**Text section:**

......

Simple Things
Ink and Incapability
How to query software program vendor websites for the program version using ruby
This is a followup to my previous article.
The example in the previous post only checked three programs, but with more entries the overall execution time increases. With about 36 entries the execution time is around 20-40 seconds, depending on how fast the websites answer as each website is being accessed in sequence and waiting for each request to complete. This can and will add up. Additionally running the various unix commands in the pipe will not help towards overall efficiency.
So I decided to give it a try to make the script better and a hopefully a lot faster, especially when more websites are being accessed. My first thought was to try it with perl but parsing HTML with perl never quite worked for me when I wrote some test scripts. This may be due to me being inapt using HTML::TreeBuilder and/or XML::XPath. In any case, I was getting nowhere…
The second choice of a scripting language to use was ruby. As I already had done some website scraping using the ruby gems mechanize, nokogiri and hpricot I thought trying to convert the shell script into a ruby script would be easy. Little did I know :)
Despite the fact it only accesses some websites and stores the version number (and the program name) in a sqlite3 database I hope it can serve as an example on how to use threads, mechanize, nokogiri, sqlite3 and how to pass code to a function.
Adding more checks does not increase the overall runtime too much. A test with 36 entries results in an overall runtime between two to five seconds.
Finding the actual xpath is not that easy, firebug (Firefox) or the Developer Tools from Google Chrome can provide helpful hints but this is best tested in a small test script where also the version extraction ruby code can be written.
XPath and version extraction test script (example Metapad):
#!/usr/bin/ruby
require 'rubygems'
require 'mechanize'
require 'nokogiri'
# exit upon control-c
trap("INT") { exit 1 }
# site data
url = 'http://liquidninja.com/metapad/download.html'
name = 'MetaPad'
xpath = '/html/body/table/tr/td/table/tr/td/table/tr/td/table/tr/td'
# and access the site
agent = Mechanize.new
agent.history.max_size = 0
agent.user_agent_alias = 'Mac Safari'
agent.read_timeout = 3
page = agent.get(url)
found = page.search(xpath)
# this is to make it easier to just "drop" in the source code
# into the "real script".
data = found
# display the "elements" we have hit to see if we are "close" with the xpath
data.each do |node|
puts "-- NODE --"

......

[Point-based annotation data]

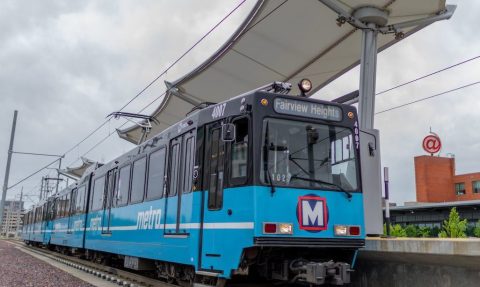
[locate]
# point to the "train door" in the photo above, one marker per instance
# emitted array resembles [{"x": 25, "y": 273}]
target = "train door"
[
  {"x": 47, "y": 220},
  {"x": 108, "y": 199},
  {"x": 71, "y": 210},
  {"x": 174, "y": 194},
  {"x": 214, "y": 179},
  {"x": 179, "y": 182}
]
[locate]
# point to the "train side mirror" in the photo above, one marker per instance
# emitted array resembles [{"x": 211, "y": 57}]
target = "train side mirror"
[{"x": 228, "y": 132}]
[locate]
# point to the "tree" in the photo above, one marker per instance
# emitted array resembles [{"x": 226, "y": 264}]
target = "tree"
[{"x": 454, "y": 226}]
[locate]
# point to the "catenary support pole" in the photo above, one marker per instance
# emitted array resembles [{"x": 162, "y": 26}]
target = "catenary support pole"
[
  {"x": 387, "y": 200},
  {"x": 7, "y": 169},
  {"x": 58, "y": 174}
]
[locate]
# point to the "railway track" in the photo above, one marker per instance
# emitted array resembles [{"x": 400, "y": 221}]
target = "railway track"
[
  {"x": 107, "y": 273},
  {"x": 111, "y": 274}
]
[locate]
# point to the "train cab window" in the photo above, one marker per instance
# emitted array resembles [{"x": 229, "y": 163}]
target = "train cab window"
[
  {"x": 239, "y": 152},
  {"x": 174, "y": 169},
  {"x": 138, "y": 180},
  {"x": 189, "y": 162},
  {"x": 98, "y": 193},
  {"x": 80, "y": 200},
  {"x": 156, "y": 174},
  {"x": 123, "y": 186}
]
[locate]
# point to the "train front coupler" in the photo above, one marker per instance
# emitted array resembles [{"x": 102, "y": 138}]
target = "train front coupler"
[{"x": 320, "y": 273}]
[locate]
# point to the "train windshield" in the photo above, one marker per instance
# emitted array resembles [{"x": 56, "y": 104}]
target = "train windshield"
[{"x": 308, "y": 155}]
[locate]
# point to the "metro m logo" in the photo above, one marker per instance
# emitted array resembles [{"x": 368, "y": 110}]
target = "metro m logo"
[{"x": 312, "y": 213}]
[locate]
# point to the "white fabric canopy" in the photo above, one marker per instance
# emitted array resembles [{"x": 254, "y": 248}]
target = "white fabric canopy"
[
  {"x": 79, "y": 170},
  {"x": 279, "y": 41}
]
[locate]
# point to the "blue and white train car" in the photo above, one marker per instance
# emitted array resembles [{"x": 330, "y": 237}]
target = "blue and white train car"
[
  {"x": 68, "y": 216},
  {"x": 265, "y": 184}
]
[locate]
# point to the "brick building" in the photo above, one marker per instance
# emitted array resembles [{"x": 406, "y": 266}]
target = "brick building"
[{"x": 436, "y": 181}]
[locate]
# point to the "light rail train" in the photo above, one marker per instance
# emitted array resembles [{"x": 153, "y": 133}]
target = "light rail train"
[{"x": 264, "y": 185}]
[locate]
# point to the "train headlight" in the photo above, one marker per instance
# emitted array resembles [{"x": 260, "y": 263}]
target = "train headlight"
[
  {"x": 341, "y": 230},
  {"x": 277, "y": 228},
  {"x": 285, "y": 228},
  {"x": 347, "y": 230}
]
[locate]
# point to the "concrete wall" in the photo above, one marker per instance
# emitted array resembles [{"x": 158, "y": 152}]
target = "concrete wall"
[{"x": 418, "y": 262}]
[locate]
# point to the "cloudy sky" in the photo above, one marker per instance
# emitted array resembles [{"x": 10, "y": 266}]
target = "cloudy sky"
[{"x": 65, "y": 65}]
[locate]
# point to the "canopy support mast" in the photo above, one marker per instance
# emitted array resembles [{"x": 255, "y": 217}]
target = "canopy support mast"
[{"x": 371, "y": 21}]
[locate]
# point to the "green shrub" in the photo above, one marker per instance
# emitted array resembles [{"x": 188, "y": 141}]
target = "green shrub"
[
  {"x": 453, "y": 227},
  {"x": 435, "y": 231},
  {"x": 476, "y": 229},
  {"x": 411, "y": 230},
  {"x": 425, "y": 231},
  {"x": 397, "y": 231}
]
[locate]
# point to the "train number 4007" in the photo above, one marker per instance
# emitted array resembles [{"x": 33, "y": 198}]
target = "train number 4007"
[{"x": 219, "y": 110}]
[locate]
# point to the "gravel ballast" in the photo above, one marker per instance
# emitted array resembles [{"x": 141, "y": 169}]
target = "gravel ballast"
[{"x": 20, "y": 269}]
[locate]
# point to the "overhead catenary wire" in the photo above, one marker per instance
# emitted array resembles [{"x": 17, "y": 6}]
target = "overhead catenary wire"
[
  {"x": 143, "y": 90},
  {"x": 428, "y": 75},
  {"x": 162, "y": 73},
  {"x": 124, "y": 123},
  {"x": 427, "y": 98}
]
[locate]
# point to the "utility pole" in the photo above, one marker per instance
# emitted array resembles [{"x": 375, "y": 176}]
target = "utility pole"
[
  {"x": 7, "y": 169},
  {"x": 387, "y": 200},
  {"x": 19, "y": 213}
]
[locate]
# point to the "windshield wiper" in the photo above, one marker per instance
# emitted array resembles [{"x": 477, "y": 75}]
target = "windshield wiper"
[
  {"x": 265, "y": 164},
  {"x": 349, "y": 194}
]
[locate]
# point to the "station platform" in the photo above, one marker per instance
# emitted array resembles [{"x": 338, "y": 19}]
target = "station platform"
[{"x": 17, "y": 268}]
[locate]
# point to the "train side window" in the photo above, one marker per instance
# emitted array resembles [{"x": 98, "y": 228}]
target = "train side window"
[
  {"x": 98, "y": 193},
  {"x": 174, "y": 169},
  {"x": 123, "y": 186},
  {"x": 189, "y": 162},
  {"x": 156, "y": 174},
  {"x": 62, "y": 206},
  {"x": 239, "y": 153},
  {"x": 73, "y": 197},
  {"x": 138, "y": 180},
  {"x": 45, "y": 211},
  {"x": 80, "y": 201}
]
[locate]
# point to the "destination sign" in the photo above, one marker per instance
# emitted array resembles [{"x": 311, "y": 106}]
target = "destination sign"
[{"x": 307, "y": 109}]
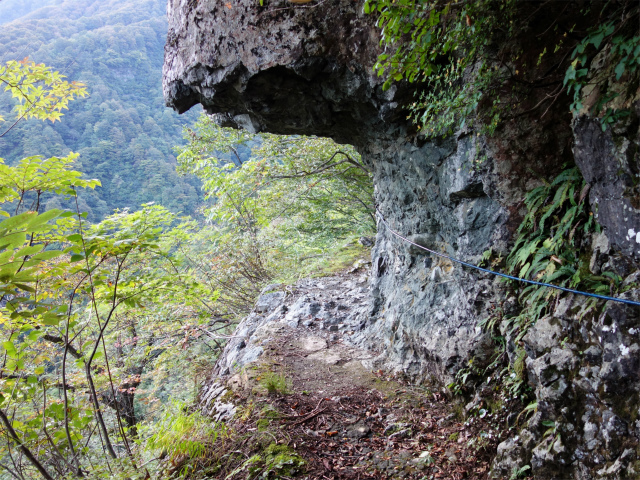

......

**Jobs:**
1. Retype the part of the Ruby article between "Despite the fact" and "to a function.", inclusive.
2. In the Ruby article, what overall runtime does a test with 36 entries produce?
3. Proceed with the Ruby article from the point where it stops.
None of the data is needed here.

**Task-by-task answers:**
1.
Despite the fact it only accesses some websites and stores the version number (and the program name) in a sqlite3 database I hope it can serve as an example on how to use threads, mechanize, nokogiri, sqlite3 and how to pass code to a function.

2. Between two and five seconds.

3.
puts node
end
puts "--- OUTPUT ---"
##### version extraction code
versions = Array.new
data.each do |node|
versions.push(node.text) if node.to_s.include?('Version')
end
data = versions.first
data = data.strip.gsub!(/Version /, '');
#### version extraction code end
# assign the result back to 'result'
result = data
# and print what we have
puts "#{name}: #{result}"
exit 0
The sqlite3 database table
sqlite> .schema win32 CREATE TABLE win32 (program varchar(30) PRIMARY KEY, cver TEXT, pver TEXT, err INT default '0'); sqlite>
Prior to writing to the database, an entry for the program must exist. This is an example on how to create an entry:
sqlite> insert into win32 (program) values ('MetaPad');
sqlite> select * from win32 where program='MetaPad';
MetaPad|||0
sqlite>
And here is the final ruby script that checks three vendor websites and writes to the sqlite3 database:
#!/usr/bin/ruby
require 'rubygems'
require 'mechanize'
require 'nokogiri'
require 'sqlite3'
require 'socket'
# exit upon control-c
trap("INT") { exit 1 }
# Setup the database
dbfile = 'win32.db'
dbtable = 'win32'
# no database, no party
if not File.exists?(dbfile)
puts "Error, could not find database: #{dbfile}"
exit 10
end
# connect to the database
database = SQLite3::Database.new(dbfile)
# This hash will store the program name
# and its (scraped) version string
pv = Hash.new
# Using threads to make website scraping concurrent (and thus faster)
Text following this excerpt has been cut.